■ WHAT THIS EXERCISE ASKS:
[a] List the activities that the upcoming recommendations are said to address in the reseller pricing lesson.
[b] Extend the reseller pricing lesson, starting right after its final sentence.

Congratulations! You’ve made it to the course’s final lesson, which means you’ve learned a great deal about reseller pricing policies. Although this is only an introductory-level course, you probably already have a better practical understanding of how these policies work, and how to run them successfully without falling into the common legal traps, than most professionals at most brands and manufacturing companies.

For this final course, we’re going to give you an overview of the steps and best practices to put your company’s policy into action. So, let’s assume you’ve drafted and published a MAP or MRP policy, and now it’s time to put processes into place to make sure the right people, using the right automation tools, are monitoring your resale network at all times and enforcing your policy’s guidelines.

But before we dig into these recommendations for implementing, monitoring, and enforcing your policy, we want to underscore one last time that an effective reseller pricing policy will always be a companywide effort. Let’s briefly review which individuals and departments in your organization you’ll need to involve, and the types of responsibilities they’ll all have.

■ RECORD EXTRACTS:

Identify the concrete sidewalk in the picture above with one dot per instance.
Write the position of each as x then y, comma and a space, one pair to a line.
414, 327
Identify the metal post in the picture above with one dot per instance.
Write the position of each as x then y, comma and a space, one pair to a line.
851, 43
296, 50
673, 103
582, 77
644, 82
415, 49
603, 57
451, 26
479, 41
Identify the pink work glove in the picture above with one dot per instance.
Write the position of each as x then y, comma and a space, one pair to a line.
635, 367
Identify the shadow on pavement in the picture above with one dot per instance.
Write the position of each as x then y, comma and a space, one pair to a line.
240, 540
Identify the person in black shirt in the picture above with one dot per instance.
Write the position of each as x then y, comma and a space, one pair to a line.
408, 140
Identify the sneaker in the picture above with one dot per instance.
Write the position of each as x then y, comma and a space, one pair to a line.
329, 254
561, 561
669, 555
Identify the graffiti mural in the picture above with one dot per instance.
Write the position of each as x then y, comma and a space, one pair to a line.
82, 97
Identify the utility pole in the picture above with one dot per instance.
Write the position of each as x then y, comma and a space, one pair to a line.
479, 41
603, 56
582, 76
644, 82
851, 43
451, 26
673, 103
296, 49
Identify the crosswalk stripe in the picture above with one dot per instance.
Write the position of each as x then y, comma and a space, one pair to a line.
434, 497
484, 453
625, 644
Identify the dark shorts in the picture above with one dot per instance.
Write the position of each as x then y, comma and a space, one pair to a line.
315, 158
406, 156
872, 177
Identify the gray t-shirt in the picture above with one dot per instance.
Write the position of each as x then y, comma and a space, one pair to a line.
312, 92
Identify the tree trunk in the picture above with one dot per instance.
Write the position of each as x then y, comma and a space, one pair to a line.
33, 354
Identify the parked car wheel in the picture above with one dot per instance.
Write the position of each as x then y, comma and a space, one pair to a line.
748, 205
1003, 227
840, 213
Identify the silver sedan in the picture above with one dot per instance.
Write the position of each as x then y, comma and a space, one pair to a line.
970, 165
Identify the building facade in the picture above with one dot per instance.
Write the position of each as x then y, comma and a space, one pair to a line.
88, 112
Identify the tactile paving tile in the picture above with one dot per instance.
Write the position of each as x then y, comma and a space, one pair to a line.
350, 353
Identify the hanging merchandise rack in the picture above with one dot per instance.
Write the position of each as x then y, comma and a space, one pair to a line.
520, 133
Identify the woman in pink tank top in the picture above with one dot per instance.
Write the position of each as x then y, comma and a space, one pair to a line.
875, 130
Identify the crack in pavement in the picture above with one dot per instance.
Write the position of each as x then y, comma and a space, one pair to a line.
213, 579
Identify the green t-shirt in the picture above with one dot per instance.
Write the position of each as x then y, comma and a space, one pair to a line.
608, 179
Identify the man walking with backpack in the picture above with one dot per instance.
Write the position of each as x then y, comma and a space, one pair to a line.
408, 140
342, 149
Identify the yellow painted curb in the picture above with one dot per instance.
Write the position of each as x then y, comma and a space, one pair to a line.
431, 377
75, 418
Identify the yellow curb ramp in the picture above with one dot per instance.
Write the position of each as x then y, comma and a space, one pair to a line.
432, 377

■ RESULTS IN ORDER:
[a]
- Implementing the policy
- Monitoring the policy
- Enforcing the policy

[b]
Who Will Have What Role in Rolling Out Your Policy?

The following breakdown of roles and responsibilities is only one way a manufacturer might choose to handle managing its reseller pricing policy. You can assign these roles in any way you choose, but it’s important to note that these tasks and roles need to be assigned and the people responsible need to be accountable for them.

The sales department
A manufacturer’s in-house sales department is often the initial driver at the company for adopting a MAP or MRP program, because they’re having difficulty selling products to their distributors or wholesalers (who can no longer compete with rogue sellers and don’t see any help coming from the manufacturer).

The sales department can help roll the policy out to the company’s existing resale network and develop a process for always sending it to new retailers as they join the Authorized Dealer Program. The department should also educate its reps on what to communicate to resellers regarding the policy, and, more importantly, when to avoid having discussions about the policy and instead handing it off to a designated policy administrator.

The eCommerce department
If a company has its own eCommerce sales team, that department will have to police itself against violating its own MAP or MRP policy. These reseller policies succeed only to the extent that everyone must follow them, including the manufacturer itself.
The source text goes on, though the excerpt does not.